Short task -> In the free will text, can you write out the part from "2) Compatibilism; in" to "how we act.", swapping "alternative actions" for "competing options"?

Text extract ->

##########

1) No such thing as free will, complete determinism; we don’t in any meaningful sense make choices since what we “choose” at any given moment is the only possible action given the state of our physical being that determines our behavior.

2) Compatibilism; in some way, even though determinism is true or likely true, the concept of our deliberating and choosing between alternative actions has meaning in describing how we act.

I tend to fall into the second category. Though ultimately our thoughts, actions, and choices all emerge from a physical substrate subject to deterministic or probabilistic laws of physics and chemistry, the relationship between substrate and the subjective experience and actual expression of thinking and choosing is so complex as to be essentially unpredictable, and this means the model of active free choice is a useful practical device for explaining and evaluating human behavior, even if it may be incomplete at a fundamental level. As an analogy, Newtonian mechanics works on any scale I’m likely to be alive at, so I’m happy to use it as my model for the behavior of objectxs even though at other scales it falls apart. Similar reasoning works for me on the subject of free will.

##########

Listed entries ->
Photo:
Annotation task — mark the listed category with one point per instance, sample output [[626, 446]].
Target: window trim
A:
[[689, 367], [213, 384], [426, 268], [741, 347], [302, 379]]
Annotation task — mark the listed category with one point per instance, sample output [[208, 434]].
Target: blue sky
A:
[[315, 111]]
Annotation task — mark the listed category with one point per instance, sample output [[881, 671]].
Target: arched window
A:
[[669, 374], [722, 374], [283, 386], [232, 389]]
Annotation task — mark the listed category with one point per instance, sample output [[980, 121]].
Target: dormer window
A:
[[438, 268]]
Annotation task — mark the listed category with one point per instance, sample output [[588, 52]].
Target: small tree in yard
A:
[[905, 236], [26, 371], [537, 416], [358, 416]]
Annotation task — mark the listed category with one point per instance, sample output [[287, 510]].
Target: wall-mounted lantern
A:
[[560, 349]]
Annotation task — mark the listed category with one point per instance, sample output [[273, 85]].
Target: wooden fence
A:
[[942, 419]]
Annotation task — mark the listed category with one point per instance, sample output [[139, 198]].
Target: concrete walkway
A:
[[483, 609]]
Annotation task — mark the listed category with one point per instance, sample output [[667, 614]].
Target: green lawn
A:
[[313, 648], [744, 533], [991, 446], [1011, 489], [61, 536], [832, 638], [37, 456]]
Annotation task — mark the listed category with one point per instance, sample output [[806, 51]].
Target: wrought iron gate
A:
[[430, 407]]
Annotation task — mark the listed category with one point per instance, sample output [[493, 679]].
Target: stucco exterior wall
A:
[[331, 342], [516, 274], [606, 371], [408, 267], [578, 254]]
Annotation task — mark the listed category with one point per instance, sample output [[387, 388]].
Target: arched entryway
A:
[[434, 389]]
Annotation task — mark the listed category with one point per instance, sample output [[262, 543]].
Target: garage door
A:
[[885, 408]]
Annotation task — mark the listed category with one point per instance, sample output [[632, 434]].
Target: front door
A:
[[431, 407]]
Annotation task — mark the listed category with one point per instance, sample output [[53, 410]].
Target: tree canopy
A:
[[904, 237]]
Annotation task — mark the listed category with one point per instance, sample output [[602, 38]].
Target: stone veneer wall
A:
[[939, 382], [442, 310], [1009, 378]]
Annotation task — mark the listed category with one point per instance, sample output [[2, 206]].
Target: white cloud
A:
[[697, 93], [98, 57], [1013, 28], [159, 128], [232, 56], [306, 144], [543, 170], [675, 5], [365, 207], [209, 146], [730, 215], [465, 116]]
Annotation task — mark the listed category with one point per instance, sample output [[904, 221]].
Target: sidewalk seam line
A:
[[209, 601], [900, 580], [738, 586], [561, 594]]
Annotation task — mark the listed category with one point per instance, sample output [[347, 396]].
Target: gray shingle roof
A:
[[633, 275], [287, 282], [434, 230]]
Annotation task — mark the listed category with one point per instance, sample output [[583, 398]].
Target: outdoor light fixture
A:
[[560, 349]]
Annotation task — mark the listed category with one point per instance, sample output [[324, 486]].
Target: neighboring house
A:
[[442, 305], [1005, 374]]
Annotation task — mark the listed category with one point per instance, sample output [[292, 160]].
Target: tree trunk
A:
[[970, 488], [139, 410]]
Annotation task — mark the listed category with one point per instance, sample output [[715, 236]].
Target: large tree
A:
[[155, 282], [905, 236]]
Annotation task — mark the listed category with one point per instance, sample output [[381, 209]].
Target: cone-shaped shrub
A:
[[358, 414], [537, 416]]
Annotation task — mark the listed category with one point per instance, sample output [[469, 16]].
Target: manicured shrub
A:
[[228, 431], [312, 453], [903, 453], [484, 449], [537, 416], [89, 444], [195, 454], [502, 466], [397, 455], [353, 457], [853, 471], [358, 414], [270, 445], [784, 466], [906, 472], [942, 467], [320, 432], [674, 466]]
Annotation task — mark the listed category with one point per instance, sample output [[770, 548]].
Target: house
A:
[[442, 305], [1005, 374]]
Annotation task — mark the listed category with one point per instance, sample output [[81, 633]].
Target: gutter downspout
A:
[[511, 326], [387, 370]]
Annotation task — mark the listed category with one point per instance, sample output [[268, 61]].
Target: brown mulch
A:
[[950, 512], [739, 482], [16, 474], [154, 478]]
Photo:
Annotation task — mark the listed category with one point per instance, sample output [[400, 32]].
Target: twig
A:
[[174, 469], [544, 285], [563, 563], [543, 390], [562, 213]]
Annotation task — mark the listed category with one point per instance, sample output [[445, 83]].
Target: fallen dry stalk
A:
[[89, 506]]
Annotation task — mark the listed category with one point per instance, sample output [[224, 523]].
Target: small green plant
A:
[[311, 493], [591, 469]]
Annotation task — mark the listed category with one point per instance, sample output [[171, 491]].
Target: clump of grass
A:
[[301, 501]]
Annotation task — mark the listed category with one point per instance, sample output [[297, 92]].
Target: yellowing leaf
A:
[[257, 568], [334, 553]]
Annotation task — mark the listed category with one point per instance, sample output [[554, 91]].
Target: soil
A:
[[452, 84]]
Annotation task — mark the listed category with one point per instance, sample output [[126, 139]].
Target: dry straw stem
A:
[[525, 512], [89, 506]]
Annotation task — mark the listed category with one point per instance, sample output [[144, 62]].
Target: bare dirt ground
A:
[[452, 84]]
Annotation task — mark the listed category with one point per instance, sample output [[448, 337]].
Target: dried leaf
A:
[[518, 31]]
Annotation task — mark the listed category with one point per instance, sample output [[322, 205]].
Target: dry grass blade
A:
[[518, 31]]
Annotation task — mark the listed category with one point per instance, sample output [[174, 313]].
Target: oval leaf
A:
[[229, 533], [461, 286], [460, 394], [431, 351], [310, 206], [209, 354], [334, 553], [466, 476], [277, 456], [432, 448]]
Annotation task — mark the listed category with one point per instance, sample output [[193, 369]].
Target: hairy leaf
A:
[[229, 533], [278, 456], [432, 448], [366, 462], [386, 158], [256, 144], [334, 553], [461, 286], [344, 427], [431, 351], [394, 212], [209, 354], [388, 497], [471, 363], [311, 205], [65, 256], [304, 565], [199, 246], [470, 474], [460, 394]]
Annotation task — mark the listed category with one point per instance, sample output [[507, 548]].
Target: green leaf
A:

##########

Full response ->
2) Compatibilism; in some way, even though determinism is true or likely true, the concept of our deliberating and choosing between competing options has meaning in describing how we act.